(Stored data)
· · · · · · ·

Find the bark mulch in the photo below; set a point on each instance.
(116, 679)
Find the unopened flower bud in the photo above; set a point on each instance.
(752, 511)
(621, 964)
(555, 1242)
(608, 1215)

· · · · · · ·

Problem requirements: Make an exact copy of every record listed above.

Solution for this problem:
Find the bark mulch in the photo below; set a point on each instance.
(116, 679)
Find the unopened flower bud in the photo above; set a point on each instance.
(752, 511)
(621, 964)
(555, 1242)
(608, 1215)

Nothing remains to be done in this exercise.